— START —

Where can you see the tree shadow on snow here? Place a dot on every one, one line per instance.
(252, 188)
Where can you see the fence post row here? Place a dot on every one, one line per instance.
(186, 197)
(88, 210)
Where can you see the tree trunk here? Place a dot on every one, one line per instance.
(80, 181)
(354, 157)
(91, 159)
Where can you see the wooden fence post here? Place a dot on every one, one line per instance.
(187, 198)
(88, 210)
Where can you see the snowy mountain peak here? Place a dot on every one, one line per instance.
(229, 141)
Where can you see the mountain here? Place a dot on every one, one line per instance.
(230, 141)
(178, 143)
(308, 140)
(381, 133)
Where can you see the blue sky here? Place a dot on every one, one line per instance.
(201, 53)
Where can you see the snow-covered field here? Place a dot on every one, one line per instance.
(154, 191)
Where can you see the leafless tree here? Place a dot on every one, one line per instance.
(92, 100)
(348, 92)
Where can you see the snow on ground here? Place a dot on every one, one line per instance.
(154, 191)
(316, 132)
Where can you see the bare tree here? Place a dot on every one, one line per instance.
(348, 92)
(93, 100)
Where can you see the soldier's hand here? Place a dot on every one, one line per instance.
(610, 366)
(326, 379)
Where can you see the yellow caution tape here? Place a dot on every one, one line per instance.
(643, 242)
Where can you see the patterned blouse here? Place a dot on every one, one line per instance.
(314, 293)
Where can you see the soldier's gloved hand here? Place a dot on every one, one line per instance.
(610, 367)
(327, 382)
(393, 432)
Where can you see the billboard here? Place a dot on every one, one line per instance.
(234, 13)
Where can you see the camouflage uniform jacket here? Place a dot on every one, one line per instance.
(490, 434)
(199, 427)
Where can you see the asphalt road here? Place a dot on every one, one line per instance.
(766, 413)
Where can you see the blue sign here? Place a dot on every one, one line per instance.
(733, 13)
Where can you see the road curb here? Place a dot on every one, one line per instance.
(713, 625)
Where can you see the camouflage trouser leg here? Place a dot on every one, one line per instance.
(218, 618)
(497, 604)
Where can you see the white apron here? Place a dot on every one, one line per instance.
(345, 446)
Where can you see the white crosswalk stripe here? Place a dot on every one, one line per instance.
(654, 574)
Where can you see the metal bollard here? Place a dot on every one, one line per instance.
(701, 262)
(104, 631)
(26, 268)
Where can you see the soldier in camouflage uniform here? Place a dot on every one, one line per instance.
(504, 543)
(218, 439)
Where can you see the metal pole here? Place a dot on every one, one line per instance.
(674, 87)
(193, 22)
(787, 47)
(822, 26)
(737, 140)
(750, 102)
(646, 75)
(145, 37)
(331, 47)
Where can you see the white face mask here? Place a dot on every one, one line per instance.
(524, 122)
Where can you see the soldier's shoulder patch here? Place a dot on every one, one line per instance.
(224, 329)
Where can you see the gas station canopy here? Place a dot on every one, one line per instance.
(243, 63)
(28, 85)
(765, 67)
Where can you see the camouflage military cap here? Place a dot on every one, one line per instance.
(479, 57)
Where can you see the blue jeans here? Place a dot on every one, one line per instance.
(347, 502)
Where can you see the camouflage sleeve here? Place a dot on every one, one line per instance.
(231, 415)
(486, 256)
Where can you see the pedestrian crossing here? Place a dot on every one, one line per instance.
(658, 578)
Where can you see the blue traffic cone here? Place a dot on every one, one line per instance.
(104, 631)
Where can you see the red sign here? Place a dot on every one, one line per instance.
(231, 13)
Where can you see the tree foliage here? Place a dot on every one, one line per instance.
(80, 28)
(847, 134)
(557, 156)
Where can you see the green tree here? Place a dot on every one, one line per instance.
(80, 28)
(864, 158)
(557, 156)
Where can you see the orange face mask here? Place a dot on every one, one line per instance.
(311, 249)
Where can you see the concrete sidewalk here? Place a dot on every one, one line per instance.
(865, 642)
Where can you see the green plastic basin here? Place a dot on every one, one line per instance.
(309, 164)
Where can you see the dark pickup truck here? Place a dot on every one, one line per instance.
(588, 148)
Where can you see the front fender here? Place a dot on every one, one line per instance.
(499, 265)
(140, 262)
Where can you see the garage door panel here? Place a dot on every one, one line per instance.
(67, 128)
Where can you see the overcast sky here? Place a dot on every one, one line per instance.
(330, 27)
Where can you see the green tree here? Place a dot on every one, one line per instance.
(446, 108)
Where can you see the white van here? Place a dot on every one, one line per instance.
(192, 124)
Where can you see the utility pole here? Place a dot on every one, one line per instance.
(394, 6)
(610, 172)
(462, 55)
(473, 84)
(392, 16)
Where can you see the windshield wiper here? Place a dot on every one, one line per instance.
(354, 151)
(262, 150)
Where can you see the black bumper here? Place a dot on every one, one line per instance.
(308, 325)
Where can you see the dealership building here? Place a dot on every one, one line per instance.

— END —

Extract every entry above as it appears.

### Task output
Where can you see the tree shadow on snow here? Place a dot on every one, one line per instance.
(252, 188)
Where can you see the fence post row here? Place a dot on every one, one line per instance.
(186, 197)
(88, 210)
Where can you see the tree trunk here? Place a dot on every one, one line per instance.
(80, 181)
(354, 157)
(91, 159)
Where can you see the wooden fence post here? Place a dot on every one, one line per instance.
(187, 198)
(88, 210)
Where can you see the snowy mountain peak here? Place a dot on every one, one line per instance.
(229, 141)
Where can you see the mountain here? Place a dot on every one, one line per instance.
(230, 141)
(178, 143)
(308, 140)
(381, 133)
Where can you see the blue sky here? Place a dot on every one, one line per instance.
(201, 53)
Where can you see the snow-covered field here? Place a dot on every one, one line per instance.
(154, 191)
Where can you see the leafless tree here? Place a dot on every one, one line per instance.
(92, 100)
(348, 92)
Where can you see the snow on ground here? Place a dot on every one, one line per instance.
(154, 191)
(316, 132)
Where can you see the bare tree here? Place a dot on every one, one line per instance.
(348, 92)
(93, 100)
Where can you see the soldier's hand here? Place a dot on every one, one line per instance.
(610, 366)
(326, 379)
Where can you see the yellow caution tape here? Place a dot on every one, one line per instance.
(643, 242)
Where can you see the patterned blouse here? Place a dot on every one, one line per instance.
(314, 293)
Where can you see the soldier's gloved hand here? Place a dot on every one, one line per instance.
(610, 367)
(327, 382)
(393, 432)
Where can you see the billboard here? Place a dot on every one, one line per instance.
(234, 13)
Where can you see the camouflage uniform jacket here? Place a dot on every one, one line per instance.
(490, 434)
(199, 427)
Where can you see the asphalt road here? Place a dot on every one, one line per instance.
(766, 413)
Where can you see the blue sign here? Place a dot on every one, one line per instance.
(733, 13)
Where can you see the road curb here? Place a dot on every one, one line per instance.
(713, 625)
Where can you see the camouflage trouser leg here? Place a dot on every one, one line per instance.
(218, 618)
(497, 604)
Where can you see the white apron here? Place a dot on every one, one line per instance.
(345, 446)
Where can you see the white crosswalk stripe here? Place a dot on every one, one line per instance.
(654, 574)
Where can you see the metal bollard here? Place a dot on every one, one line per instance.
(701, 262)
(104, 631)
(26, 268)
Where can you see the soldier in camouflage uniform here? Place a dot on every one, one line per instance.
(504, 543)
(218, 439)
Where can you see the metal pole here? Place a dot on every one, one line per instance.
(674, 87)
(193, 22)
(787, 47)
(822, 26)
(737, 140)
(750, 102)
(646, 75)
(145, 37)
(331, 47)
Where can you see the white face mask here? Place a dot on every one, one line per instance.
(524, 122)
Where can you see the soldier's shoulder patch here? Place a dot on every one, one line per instance.
(224, 329)
Where can you see the gas station canopy here? Place a dot on every one, one line per instance.
(243, 63)
(28, 85)
(765, 67)
Where can you see the camouflage military cap here? Place a dot on every one, one line per instance.
(479, 57)
Where can you see the blue jeans here? Place a dot on every one, one line per instance.
(347, 502)
Where can you see the camouflage sleeve here? Place a dot on every one, one line per instance.
(231, 415)
(486, 256)
Where can you see the pedestrian crossing here? Place a dot on every one, one line per instance.
(658, 578)
Where can you see the blue traffic cone here? Place a dot on every one, one line per instance.
(104, 631)
Where can you see the red sign here? Place a dot on every one, one line per instance.
(231, 13)
Where can you see the tree foliage here? Place a dot on every one, one line per instance.
(80, 28)
(847, 134)
(557, 156)
Where can you see the green tree here? Place a dot on every one, one line per instance.
(80, 28)
(864, 158)
(557, 156)
Where can you see the orange face mask here? Place a dot on every one, one line per instance.
(311, 249)
Where can you see the concrete sidewalk here? Place a dot on every one, one line per instance.
(865, 642)
Where can you see the green plastic basin here? Place a dot on every one, one line per instance.
(309, 164)
Where can you see the dark pickup truck here? Place a dot on every one, one line per instance.
(588, 148)
Where can you see the front fender here? Place a dot on every one, one line per instance.
(499, 265)
(140, 262)
Where can you see the garage door panel here? Place a dot on every one, one line per instance.
(67, 128)
Where can you see the overcast sky here? Place a dot on every one, one line per instance.
(330, 27)
Where can you see the green tree here? Place a dot on every one, one line per instance.
(446, 108)
Where can you see the white van here? Place a dot on every one, one line per instance.
(192, 124)
Where can you see the utility pole here? Place a dot on every one, one line per instance.
(394, 6)
(610, 172)
(462, 55)
(473, 84)
(392, 16)
Where can you see the windshield wiper here? Place a dot on every one, one line per instance.
(354, 151)
(262, 150)
Where can you see the black bumper here? Place a dot on every one, one line per instance.
(308, 325)
Where can you see the dealership building here? Place a dot on every one, one line per instance.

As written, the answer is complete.